1. Startseite
  2. >
  3. Kultur
  4. >
  5. Sparsame Gesten, große Wirkung

Ballett Sparsame Gesten, große Wirkung

Rosen für die Künstler und minutenlange stehende Ovationen des Publikums in Magdeburg. „Coppélia" war vor allem ein Fest für alle Sinne.

Von Rolf-Dietmar Schmidt 15.04.2016, 23:01

Magdeburg l „Coppélia“ ist eine märchenhafte Geschichte, die Magdeburgs Ballettdirektor Gonzalo Galguera mit einem Großaufgebot seines Ballettensembles in phantasievolle und anrührende Tanzbilder umgesetzt hat. Es dürfte wohl alles, was im Ballettsaal Beine hat, auf der Bühne gewesen sein.

Hinzu kamen noch Elevinnen der Staatlichen Ballettschule Berlin und der Theaterballettschule Magdeburg. Das Stück ist ein Klassiker des romantischen Balletts, der seit seiner Uraufführung vor fast 150 Jahren an der Oper Paris überall auf der Welt Erfolge feiert.

AUFGABEN:
(A) Schreiben Sie den Abschnitt des Ballettberichts von „Von Rolf-Dietmar Schmidt“ bis „Welt Erfolge feiert.“ wortgetreu ab.
(B) Beantworten Sie anhand des Ballettberichts die folgenden Fragen:
(i) Wer ist Ballettdirektor in Magdeburg?
(ii) Von welchen beiden Schulen kamen zusätzlich Elevinnen?
(iii) An welchem Haus wurde das Stück uraufgeführt?
(C) Führen Sie den Ballettbericht im Anschluss an seinen letzten Satz weiter.
Die Zeilen im Anschluss stehen in keinem Zusammenhang mit dem Ballettbericht.

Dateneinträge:
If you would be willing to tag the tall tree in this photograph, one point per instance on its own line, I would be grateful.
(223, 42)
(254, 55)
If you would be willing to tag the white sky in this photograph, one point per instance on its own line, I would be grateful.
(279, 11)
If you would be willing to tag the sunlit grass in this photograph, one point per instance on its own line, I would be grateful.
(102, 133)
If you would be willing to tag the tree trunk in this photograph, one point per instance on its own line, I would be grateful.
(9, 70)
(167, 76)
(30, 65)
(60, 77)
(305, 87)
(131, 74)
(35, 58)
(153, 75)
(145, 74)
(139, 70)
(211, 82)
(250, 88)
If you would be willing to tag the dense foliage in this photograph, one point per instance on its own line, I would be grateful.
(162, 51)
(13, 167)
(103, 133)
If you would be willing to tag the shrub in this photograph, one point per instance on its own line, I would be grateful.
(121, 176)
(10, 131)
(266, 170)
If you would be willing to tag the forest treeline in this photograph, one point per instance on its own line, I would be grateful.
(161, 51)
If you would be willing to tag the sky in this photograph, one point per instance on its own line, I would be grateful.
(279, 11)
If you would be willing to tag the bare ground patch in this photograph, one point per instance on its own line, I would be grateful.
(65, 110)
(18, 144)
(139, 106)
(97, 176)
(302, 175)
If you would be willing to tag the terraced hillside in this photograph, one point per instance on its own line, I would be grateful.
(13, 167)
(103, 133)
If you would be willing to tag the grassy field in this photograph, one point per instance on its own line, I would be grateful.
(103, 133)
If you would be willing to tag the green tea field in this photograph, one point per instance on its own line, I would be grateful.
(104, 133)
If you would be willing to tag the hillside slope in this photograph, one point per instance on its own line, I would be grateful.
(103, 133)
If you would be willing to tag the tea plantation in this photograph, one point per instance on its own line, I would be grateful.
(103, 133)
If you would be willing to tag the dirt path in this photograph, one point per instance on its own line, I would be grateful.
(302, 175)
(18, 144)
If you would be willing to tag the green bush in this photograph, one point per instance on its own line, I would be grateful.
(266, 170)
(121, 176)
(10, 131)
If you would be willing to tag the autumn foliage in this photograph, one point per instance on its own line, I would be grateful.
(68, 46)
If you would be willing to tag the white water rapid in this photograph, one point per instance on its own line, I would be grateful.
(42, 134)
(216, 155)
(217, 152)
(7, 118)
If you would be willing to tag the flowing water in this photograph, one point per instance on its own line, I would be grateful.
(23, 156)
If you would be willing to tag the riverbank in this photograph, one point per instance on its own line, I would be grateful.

LÖSUNGEN:
(A)
Von Rolf-Dietmar Schmidt 15.04.2016, 23:01

Magdeburg l „Coppélia“ ist eine märchenhafte Geschichte, die Magdeburgs Ballettdirektor Gonzalo Galguera mit einem Großaufgebot seines Ballettensembles in phantasievolle und anrührende Tanzbilder umgesetzt hat. Es dürfte wohl alles, was im Ballettsaal Beine hat, auf der Bühne gewesen sein.

Hinzu kamen noch Elevinnen der Staatlichen Ballettschule Berlin und der Theaterballettschule Magdeburg. Das Stück ist ein Klassiker des romantischen Balletts, der seit seiner Uraufführung vor fast 150 Jahren an der Oper Paris überall auf der Welt Erfolge feiert.

(B)
(i) Gonzalo Galguera
(ii) Von der Staatlichen Ballettschule Berlin und der Theaterballettschule Magdeburg
(iii) An der Oper Paris

(C)
Die Musik von Léo Delibes hat daran großen Anteil. Sie bietet alles, was eine Ballett-Kompagnie zeigen kann: volksliedhafte kraftvolle Tänze für große Ballettgruppen, Raum für anspruchsvolle Pas de deux der Protagonisten und ebenso höchst einfühlsame Pas seul, bei denen sich die Musik ganz dem Ausdruckstanz unterordnet.

Michael Lloyd, der den Taktstock und damit die musikalische Leitung der Magdeburgischen Philharmonie an diesem Abend führte, ist ein Ballettspezialist und ein Glücksgriff dazu. Der Musikdirektor und Chefdirigent des Birmingham Philharmonic Orchestra und des Chandos Symphony Orchestra im englischen Malvern ist in Magdeburg kein Unbekannter, hat schon häufig äußerst erfolgreich mit Gonzalo Galguera gemeinsam Ballettprojekte auf die Bühne gebracht.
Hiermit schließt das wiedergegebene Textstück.